= PAGE EXCERPT =
--------
Keeping Iran in that “box” is an existential concern for Israel, America’s friend and most important ally in the region. I have travelled to Israel, have family there, and am keenly aware of the unique security threats to Israel. I would not support the JCPOA if I thought it “paves the way” for an Iranian bomb as Israeli Prime Minister Netanyahu has argued in opposition to the deal. American military and intelligence officials believe Mr. Netanyahu is wrong, as do a vast number of pro-Israel defense experts and even prominent military and intelligence leaders within Israel.

As for non-proliferation, those most likely to pursue nuclear weapons if Iran got them—Saudi Arabia, Kuwait, Bahrain, UAE, Qatar and Oman—have all endorsed the JCPOA. That’s a key measure of confidence that we can prevent a nuclear arms race in the Middle East.

The JCPOA doesn’t change the Iranian regime’s brutal character or hostile agenda. This is a nuclear deal, not a political transformation. Just as we struck nuclear deals with the former Soviet Union while confronting their belligerence and aggression, we can and should do that with Iran. We should confront them on human rights and the outrageous imprisonment ofmy constituent Jason Rezaian, a Washington Post journalist who has been held for over 400 days on trumped-up charges. We should continue to confront their support for terrorist groups through sanctions, and confront their attempts to foment regional conflict by vigorously enforcing embargoes on advanced weaponry, interdicting arms shipments, renewing our commitment to Israel’s Qualitative Military Edge, and strengthening regional alliances.

But we should also use this 15-year period to build on diplomatic progress and negotiate a permanent nuclear deal. The U.S. and our allies must make clear that Iran will never be allowed to resume a nuclear weapons program. Our firm resolve, and the growing aspirations of younger, less radicalized Iranians who want to be part of the world economy rather than a nuclear pariah, are key factors for achieving a longer-term diplomatic solution.

If we reject the JCPOA, is a “better deal” possible? Probably not. Our allies have bluntly said they won’t participate in sanctions if the U.S. rejects the JCPOA. With no sanctions partners and an enormous loss of credibility for abandoning our own deal, we would be playing a much weaker hand going forward. It’s hard to imagine any deal in that scenario, much less the “better deal” JCPOA opponents wishfully describe.
--------
= RECORD SET =
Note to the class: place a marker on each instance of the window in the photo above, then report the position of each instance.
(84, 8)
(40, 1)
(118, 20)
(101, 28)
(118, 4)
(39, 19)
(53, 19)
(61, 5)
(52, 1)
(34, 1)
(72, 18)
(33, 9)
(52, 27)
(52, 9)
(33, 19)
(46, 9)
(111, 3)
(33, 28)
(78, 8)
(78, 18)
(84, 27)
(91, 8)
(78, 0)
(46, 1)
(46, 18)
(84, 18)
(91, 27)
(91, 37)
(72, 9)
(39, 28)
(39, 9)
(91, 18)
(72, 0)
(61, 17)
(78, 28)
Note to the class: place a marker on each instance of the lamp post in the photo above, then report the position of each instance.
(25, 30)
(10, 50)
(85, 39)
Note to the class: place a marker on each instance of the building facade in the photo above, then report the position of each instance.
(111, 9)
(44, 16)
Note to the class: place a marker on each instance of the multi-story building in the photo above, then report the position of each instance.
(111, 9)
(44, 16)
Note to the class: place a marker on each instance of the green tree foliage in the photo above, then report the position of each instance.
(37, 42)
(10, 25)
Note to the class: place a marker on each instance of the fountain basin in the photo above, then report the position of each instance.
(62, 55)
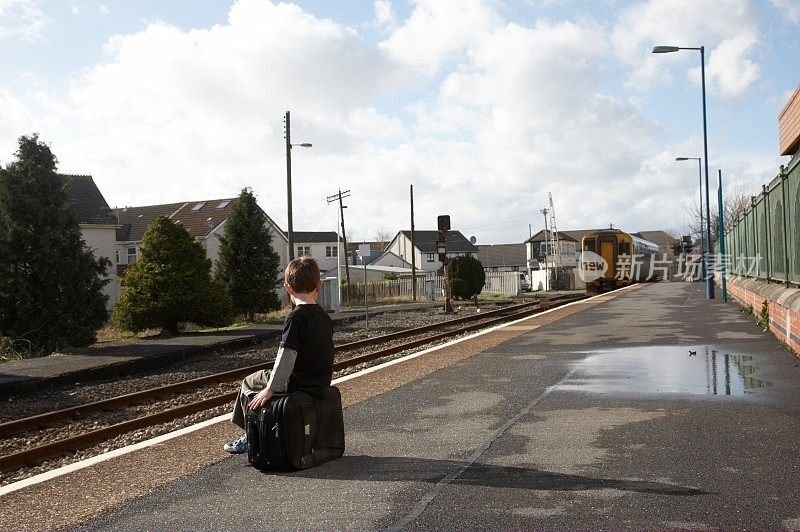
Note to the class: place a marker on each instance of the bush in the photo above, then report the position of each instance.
(248, 266)
(470, 270)
(170, 284)
(51, 285)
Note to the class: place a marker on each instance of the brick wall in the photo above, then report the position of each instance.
(784, 321)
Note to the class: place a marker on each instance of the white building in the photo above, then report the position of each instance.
(97, 222)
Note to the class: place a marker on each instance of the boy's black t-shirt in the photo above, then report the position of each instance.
(308, 330)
--------
= WHAT TO PRODUCE =
Copy the part of the passage on the Iran nuclear deal that opens with "As for non-proliferation, those" and closes with "the Middle East.", switching "Qatar" to "Jordan". The rows can be set aside.

= SOLUTION TO THE EXERCISE =
As for non-proliferation, those most likely to pursue nuclear weapons if Iran got them—Saudi Arabia, Kuwait, Bahrain, UAE, Jordan and Oman—have all endorsed the JCPOA. That’s a key measure of confidence that we can prevent a nuclear arms race in the Middle East.